■ Tasks to carry out ■
(a) Answer these questions from the text about neurogenic bladder:
(i) How often did the urologist advise the first writer to self-catheterize?
(ii) What did the writer of the reply discover about the size of their bladder?
(iii) What is the name of the Facebook support group the reply recommends?
(b) Carry on the text about neurogenic bladder, picking up right after its final sentence.
═════ Text ═════
I would like to be part of a support group of neurogenic bladder. I am very concerned about it as far as the urologist advised me to self-catheter twice a day. I am in shock. My husband is helping me right now but I have to get used of it. Also I am afraid that doing two catheters a day I will not able to do by myself. My bladder is working but obviously it is not doing it well. I have a lot of retention. I am very, very sad, and to read your blog made me think that not everything is lost. Forgive my English, I am Spanish speaking, and I live in Israel. Thank you if you can get in touch with me, thank you very, very much!
Thank you for your email. You are exactly who I write the blog for. I agree, the diagnosis is devastating. I felt so compelled to start this blog because I felt as you do. You are very fortunate to have found out. I suffered for years before I discovered that my bladder was the size of a large melon.
As far as support groups, I am on one, on Facebook. It is called Neurogenic Bladder and Bowel. I have tried others and they have not worked for me as this one has. It is a closed group, so ask to join.
═════ Data extracts ═════
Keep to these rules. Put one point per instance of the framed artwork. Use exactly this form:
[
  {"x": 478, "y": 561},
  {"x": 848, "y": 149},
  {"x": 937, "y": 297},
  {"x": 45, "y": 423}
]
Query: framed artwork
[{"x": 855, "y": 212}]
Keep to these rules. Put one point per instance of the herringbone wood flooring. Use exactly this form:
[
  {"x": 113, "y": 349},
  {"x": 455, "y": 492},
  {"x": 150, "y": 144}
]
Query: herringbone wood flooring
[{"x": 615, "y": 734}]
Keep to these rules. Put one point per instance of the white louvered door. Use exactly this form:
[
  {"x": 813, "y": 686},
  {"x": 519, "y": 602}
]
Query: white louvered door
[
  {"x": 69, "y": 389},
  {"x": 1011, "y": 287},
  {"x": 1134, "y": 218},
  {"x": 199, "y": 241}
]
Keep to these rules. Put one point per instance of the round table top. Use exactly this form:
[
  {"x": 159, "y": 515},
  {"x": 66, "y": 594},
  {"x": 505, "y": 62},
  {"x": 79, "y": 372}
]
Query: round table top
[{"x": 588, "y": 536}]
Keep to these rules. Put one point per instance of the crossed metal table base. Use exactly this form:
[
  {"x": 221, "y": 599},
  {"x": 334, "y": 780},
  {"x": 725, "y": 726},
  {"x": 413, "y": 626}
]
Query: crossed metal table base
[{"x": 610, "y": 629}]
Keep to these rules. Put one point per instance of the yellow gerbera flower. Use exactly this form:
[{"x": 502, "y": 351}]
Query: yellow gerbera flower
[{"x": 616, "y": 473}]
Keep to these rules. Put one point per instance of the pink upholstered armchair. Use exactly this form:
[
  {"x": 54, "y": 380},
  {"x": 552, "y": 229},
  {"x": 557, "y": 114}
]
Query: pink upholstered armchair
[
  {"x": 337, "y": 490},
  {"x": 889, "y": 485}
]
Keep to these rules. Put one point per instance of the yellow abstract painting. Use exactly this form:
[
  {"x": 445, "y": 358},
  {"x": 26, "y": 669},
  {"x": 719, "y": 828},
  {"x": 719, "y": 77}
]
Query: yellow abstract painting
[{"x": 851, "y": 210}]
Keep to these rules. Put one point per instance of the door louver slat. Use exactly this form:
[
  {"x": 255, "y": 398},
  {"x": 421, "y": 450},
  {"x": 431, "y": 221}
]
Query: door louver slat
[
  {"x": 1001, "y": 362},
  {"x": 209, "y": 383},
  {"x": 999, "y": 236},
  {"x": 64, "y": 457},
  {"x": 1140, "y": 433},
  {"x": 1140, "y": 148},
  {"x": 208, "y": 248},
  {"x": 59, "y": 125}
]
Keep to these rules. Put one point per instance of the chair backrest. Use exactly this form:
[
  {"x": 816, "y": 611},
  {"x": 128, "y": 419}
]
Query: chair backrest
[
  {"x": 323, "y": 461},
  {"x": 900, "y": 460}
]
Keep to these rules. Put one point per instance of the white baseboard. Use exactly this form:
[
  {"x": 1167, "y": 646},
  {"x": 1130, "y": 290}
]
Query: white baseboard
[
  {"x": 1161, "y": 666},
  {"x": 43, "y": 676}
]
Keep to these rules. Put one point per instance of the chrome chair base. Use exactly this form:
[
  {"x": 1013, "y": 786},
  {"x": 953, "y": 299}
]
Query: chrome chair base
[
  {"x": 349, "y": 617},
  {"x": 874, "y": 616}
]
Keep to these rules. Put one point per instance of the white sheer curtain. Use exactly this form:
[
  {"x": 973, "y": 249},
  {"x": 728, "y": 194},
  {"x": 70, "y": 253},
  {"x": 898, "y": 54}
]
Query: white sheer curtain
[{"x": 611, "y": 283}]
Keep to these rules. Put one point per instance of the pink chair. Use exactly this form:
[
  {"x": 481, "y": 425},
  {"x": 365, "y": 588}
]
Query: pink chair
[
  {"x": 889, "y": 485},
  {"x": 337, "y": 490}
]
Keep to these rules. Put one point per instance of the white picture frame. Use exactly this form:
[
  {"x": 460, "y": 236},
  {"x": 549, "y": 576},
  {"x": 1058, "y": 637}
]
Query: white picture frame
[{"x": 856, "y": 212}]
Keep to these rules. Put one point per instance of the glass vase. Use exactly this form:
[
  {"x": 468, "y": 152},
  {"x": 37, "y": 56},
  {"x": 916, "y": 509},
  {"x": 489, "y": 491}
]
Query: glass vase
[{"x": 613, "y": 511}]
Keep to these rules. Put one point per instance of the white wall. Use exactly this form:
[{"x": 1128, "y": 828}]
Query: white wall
═════
■ Outputs by task ■
(a)
(i) Twice a day.
(ii) It was the size of a large melon.
(iii) Neurogenic Bladder and Bowel.

(b)
This group has helped keep me sane. Not long ago I woke up and felt complete fear. I had a busy day, I was constipated (often if you have an underactive bladder you have a underactive bowel as well.) I had bladder pain and I was off to a substitute job at a nearby school. I was not sure how I was going to pull the day off. I sent a post out to this Facebook group and really let it rip..whaaa, whaaa, whaaa, you know what I mean? I was willing, but my body was weak. It just felt good that there was a group of folks out there who understood how I felt. I received the sweetest comments and wonderful encouragement. I agree, support groups are important.
You did not mention your physical limitations in the email. Are you physically able to cath yourself? It is easy to learn. You will become more independent. Also, it might be better for you to cath more than twice a day. Talk to your doctor about this. If you are able, I promise you will get used to using a catheter. I use a small compact cath and use it about 4-5 times a day. I sit on the toilet, as I use a catheter.
I do not use a mirror because there is no need to.I find this funny because I am sure a male urologist suggested that women use a mirror. Men can see their parts. Perhaps whoever suggested that we use a mirror (a male I would bet money on) could not imagine that seeing is not important to us. We women were born with a three dimensional road map and have never seen our private parts. We need to feel. We do just fine without a mirror.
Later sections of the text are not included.